- EXTRACT PROVIDED -
○ ○ ○ ○
Aug. 5, 2021
CWU Professor Publishes Article on Police Homicide in Journal of Trauma and Acute Care

Systemic discrimination toward people of color in policing and a lack of oversight on police can have a detrimental impact on the health of young people of color, according to new research published by Charles Reasons, a Central Washington University professor of Law and Justice.
In an article titled, “Police Homicide: Race and Ethnicity” in the May 2021 issue of Journal of Trauma and Acute Care, Reasons, in collaboration with several other authors, writes about how such factors can have a stress-based impact on the health of young members of those communities. The other authors of the article are CWU Law and Justice Lecturer Christine Henderson, CWU Librarian Aimee Quinn, former police officer John Vinson, and CWU Law and Justice students Veronica Sala and Brittney Warf.
“The reason this is published in a medical journal is that medicine has identified racism as a health issue,” Reasons said. “We know that stress, specifically on young blacks, from seeing images of people who look like them dead at the hands of law enforcement, has a negative effect on the overall health of a community.”
Reasons has a long history of research into racial justice issues, having published his first book on the subject, Race, Crime, and Justice, as a graduate student in 1972. He credits the events of the time with first igniting his passion for the study of the impacts of racism on the legal process.
“I got interested in the issue of race and justice during the Civil Rights movement, in the 1960s,” Reasons said. “A fellow graduate student and I were very concerned about the issue, as he had been a police officer, and had seen the kind of express racism that existed in policing at the time.”
Reasons was part of a taskforce on racial justice in Seattle in 2010. That taskforce reconvened following the death of George Floyd in the summer of 2020, for the purpose of conducting solution-oriented research into the ongoing struggle for accountability in policing.
○ ○ ○ ○
[Stored data entries]
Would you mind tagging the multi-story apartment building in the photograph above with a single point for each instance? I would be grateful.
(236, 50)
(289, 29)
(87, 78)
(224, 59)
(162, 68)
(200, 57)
○ ○ ○ ○
- WHAT IS NEEDED -
Proceed with the news story on the CWU professor's police homicide article, picking up after its final sentence. The items are separate material and have nothing to do with the text.

- THE ANSWER -
“Our goal is to provide empirical evidence and information to guide policy,” Reasons said. “We, as criminologists, never really address the issue of civilian homicide. There have been studies, of course, but there wasn’t any larger societal attention to it.”
Having studied the issue for almost all of his professional career, Reasons saw the advent of cellphone cameras and more accessible recording technology as a turning point for research into racial justice.
“Now, you have citizens who can record anything at any time,” he said. “At times, as we’ve seen, they can capture things that run completely contrary to the official police reports. If we didn’t have that recording, Floyd would just have been another suspect who died in custody.”
The article concerns itself chiefly with stating the facts, as empirically and objectively as possible, according to Reasons. A follow-up publication is planned to propose remedies for the issue, and is currently being put together by the article’s co-authors. Reasons sees continued research and analysis as critical to the process of creating a more equal society.
“Race, historically as well as today, is very much a part of the American fabric and legacy,” Reasons said. “Rather than ignoring it, let’s address it, examine it, and be honest about what our history and its legacy have created today.”